**Reto:** Reproduce palabra por palabra todas las filas que siguen, sin omitir ni alterar ninguna.

'''

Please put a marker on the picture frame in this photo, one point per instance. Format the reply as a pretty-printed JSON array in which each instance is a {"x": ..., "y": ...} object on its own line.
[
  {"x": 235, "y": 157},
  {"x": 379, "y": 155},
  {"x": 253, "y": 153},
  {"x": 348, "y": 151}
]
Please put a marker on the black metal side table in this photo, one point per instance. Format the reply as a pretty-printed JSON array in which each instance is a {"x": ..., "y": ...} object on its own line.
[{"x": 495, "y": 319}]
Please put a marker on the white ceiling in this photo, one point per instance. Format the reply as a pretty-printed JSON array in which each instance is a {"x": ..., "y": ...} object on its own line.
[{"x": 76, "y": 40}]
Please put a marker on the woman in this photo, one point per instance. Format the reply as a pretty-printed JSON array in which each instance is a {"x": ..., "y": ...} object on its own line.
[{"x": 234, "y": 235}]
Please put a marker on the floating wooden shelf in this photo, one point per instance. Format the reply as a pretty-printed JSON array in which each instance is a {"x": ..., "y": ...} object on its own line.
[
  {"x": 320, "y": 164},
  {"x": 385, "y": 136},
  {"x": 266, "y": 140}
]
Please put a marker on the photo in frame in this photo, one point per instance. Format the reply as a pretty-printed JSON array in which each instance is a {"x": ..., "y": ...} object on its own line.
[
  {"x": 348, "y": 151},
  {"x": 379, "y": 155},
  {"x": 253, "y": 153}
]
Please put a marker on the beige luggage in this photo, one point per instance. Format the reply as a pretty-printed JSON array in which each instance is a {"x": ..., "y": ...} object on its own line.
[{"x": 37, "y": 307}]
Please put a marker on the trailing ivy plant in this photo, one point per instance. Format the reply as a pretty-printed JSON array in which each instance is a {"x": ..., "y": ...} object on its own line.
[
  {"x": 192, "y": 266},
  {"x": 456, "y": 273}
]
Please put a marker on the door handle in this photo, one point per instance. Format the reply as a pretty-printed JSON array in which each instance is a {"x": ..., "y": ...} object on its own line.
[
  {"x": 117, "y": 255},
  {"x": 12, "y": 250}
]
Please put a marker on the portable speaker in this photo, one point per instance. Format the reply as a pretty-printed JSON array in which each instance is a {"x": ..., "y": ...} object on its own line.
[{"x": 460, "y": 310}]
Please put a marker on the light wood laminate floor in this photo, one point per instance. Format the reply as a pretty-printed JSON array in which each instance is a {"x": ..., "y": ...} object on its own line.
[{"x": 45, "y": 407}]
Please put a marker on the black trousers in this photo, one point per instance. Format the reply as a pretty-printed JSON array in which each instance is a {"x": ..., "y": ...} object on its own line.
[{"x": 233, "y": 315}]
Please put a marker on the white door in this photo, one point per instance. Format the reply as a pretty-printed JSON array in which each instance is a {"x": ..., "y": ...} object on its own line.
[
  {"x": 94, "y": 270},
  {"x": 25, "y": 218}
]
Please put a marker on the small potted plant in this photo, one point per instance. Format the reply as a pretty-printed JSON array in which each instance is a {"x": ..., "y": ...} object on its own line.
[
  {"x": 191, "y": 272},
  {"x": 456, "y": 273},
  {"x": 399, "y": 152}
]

'''

**La respuesta:**
Please put a marker on the picture frame in this photo, one point per instance. Format the reply as a pretty-printed JSON array in which each instance is a {"x": ..., "y": ...} object on its own line.
[
  {"x": 235, "y": 157},
  {"x": 379, "y": 155},
  {"x": 253, "y": 153},
  {"x": 348, "y": 151}
]
Please put a marker on the black metal side table in this photo, one point per instance. Format the reply as a pretty-printed JSON array in which each instance is a {"x": ..., "y": ...} object on its own line.
[{"x": 495, "y": 319}]
Please put a marker on the white ceiling in this photo, one point per instance. Format the reply as a pretty-printed JSON array in which each instance is a {"x": ..., "y": ...} object on its own line.
[{"x": 76, "y": 40}]
Please put a marker on the woman in this photo, one point per instance. Format the reply as a pretty-printed JSON array in which each instance is a {"x": ..., "y": ...} object on its own line.
[{"x": 234, "y": 235}]
Please put a marker on the floating wooden shelf in this photo, one point per instance. Format the reply as a pretty-printed JSON array in which each instance is a {"x": ..., "y": ...} object on its own line.
[
  {"x": 320, "y": 164},
  {"x": 385, "y": 136},
  {"x": 266, "y": 140}
]
Please put a marker on the photo in frame in this photo, one point per instance. Format the reply as a pretty-printed JSON array in which each instance is a {"x": ..., "y": ...} object on its own line.
[
  {"x": 348, "y": 151},
  {"x": 379, "y": 155},
  {"x": 253, "y": 153}
]
Please put a marker on the beige luggage in this photo, one point per instance. Format the reply as a pretty-printed JSON array in which each instance is a {"x": ..., "y": ...} object on its own line.
[{"x": 37, "y": 307}]
Please put a marker on the trailing ivy plant in this photo, one point per instance. Format the reply as a pretty-printed JSON array in which each instance is a {"x": ..., "y": ...} object on its own line.
[
  {"x": 192, "y": 266},
  {"x": 456, "y": 273}
]
Please put a marker on the door handle in this photo, one point per instance. Format the reply as a pretty-printed JSON array in which each instance is a {"x": ..., "y": ...} object on its own line.
[
  {"x": 117, "y": 255},
  {"x": 12, "y": 250}
]
Please put a marker on the portable speaker in this photo, one point per instance. Format the reply as a pretty-printed JSON array in which each instance is a {"x": ..., "y": ...} object on its own line.
[{"x": 460, "y": 310}]
Please put a marker on the light wood laminate floor in this photo, one point per instance. Format the reply as a pretty-printed JSON array in which each instance is a {"x": ..., "y": ...} object on its own line.
[{"x": 45, "y": 407}]
Please put a marker on the black trousers in this photo, one point per instance. Format the reply as a pretty-printed JSON array in which each instance is a {"x": ..., "y": ...} object on its own line.
[{"x": 233, "y": 315}]
Please put a marker on the white door in this photo, one point per instance. Format the reply as a pretty-printed JSON array in which each instance is a {"x": ..., "y": ...} object on its own line.
[
  {"x": 94, "y": 270},
  {"x": 25, "y": 218}
]
Please put a marker on the small potted plant in this photo, one point per instance. Format the reply as a pretty-printed JSON array in which each instance is a {"x": ..., "y": ...} object on its own line.
[
  {"x": 191, "y": 272},
  {"x": 456, "y": 273},
  {"x": 399, "y": 152}
]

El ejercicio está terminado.